# RECORDED DATA:

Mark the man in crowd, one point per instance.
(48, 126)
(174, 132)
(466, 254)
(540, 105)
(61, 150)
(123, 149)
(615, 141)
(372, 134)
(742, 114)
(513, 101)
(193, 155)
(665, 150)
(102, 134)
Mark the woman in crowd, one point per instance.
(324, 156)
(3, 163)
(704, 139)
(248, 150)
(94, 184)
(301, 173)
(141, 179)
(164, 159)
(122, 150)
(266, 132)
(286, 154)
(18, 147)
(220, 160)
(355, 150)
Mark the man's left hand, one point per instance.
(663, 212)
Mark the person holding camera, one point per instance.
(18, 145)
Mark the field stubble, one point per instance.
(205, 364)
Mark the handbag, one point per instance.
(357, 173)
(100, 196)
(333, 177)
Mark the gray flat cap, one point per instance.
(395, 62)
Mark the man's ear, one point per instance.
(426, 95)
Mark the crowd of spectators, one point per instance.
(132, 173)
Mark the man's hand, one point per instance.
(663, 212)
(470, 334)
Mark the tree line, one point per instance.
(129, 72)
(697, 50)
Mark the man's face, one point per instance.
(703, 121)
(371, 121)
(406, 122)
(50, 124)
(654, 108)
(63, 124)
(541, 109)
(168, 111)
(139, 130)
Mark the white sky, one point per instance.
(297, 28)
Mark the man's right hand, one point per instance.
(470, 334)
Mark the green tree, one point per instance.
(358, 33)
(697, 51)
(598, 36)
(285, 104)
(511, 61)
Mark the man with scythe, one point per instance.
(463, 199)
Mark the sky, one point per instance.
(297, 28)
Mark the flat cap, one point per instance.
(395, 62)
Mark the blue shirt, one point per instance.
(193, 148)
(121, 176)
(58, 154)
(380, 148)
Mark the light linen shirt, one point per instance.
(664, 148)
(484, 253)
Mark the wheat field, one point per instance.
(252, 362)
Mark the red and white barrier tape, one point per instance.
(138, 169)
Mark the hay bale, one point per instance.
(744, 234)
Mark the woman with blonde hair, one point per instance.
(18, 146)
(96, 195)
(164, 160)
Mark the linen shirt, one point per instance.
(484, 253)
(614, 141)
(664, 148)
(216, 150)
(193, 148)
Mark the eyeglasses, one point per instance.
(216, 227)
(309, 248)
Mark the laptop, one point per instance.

# WHAT YOU WILL DO:
Could you copy the listing above word for word, from the line with "Mark the man's hand, one point per instance." through the listing's last line, including both?

# SOLUTION FOR THIS PROBLEM:
Mark the man's hand, one point per instance.
(663, 212)
(470, 334)
Mark the tree line, one point per instance.
(129, 72)
(697, 50)
Mark the man's face, one point per instance.
(703, 121)
(371, 121)
(406, 122)
(50, 124)
(654, 108)
(63, 124)
(541, 109)
(168, 111)
(139, 130)
Mark the white sky, one point per instance.
(297, 28)
Mark the man's right hand, one point per instance.
(470, 334)
Mark the green tree, one point per instance.
(358, 33)
(697, 51)
(598, 36)
(285, 104)
(511, 61)
Mark the man with scythe, one point per instance.
(463, 199)
Mark the sky, one point per instance.
(297, 28)
Mark the flat cap, one point per instance.
(395, 62)
Mark the blue shirt, one point per instance.
(193, 148)
(121, 176)
(58, 154)
(380, 148)
Mark the light linen shirt, one point per instance.
(664, 148)
(484, 253)
Mark the wheat field, one point per instance.
(252, 362)
Mark the red and white barrier tape, one point per instance.
(138, 169)
Mark the hay bale, one point per instance.
(744, 234)
Mark the woman with blonde hair, one point per instance.
(18, 146)
(96, 195)
(164, 160)
Mark the linen shirt, one point per instance.
(484, 253)
(614, 141)
(664, 148)
(216, 150)
(193, 148)
Mark the eyeglasses, one point per instance.
(216, 227)
(309, 248)
Mark the laptop, one point per instance.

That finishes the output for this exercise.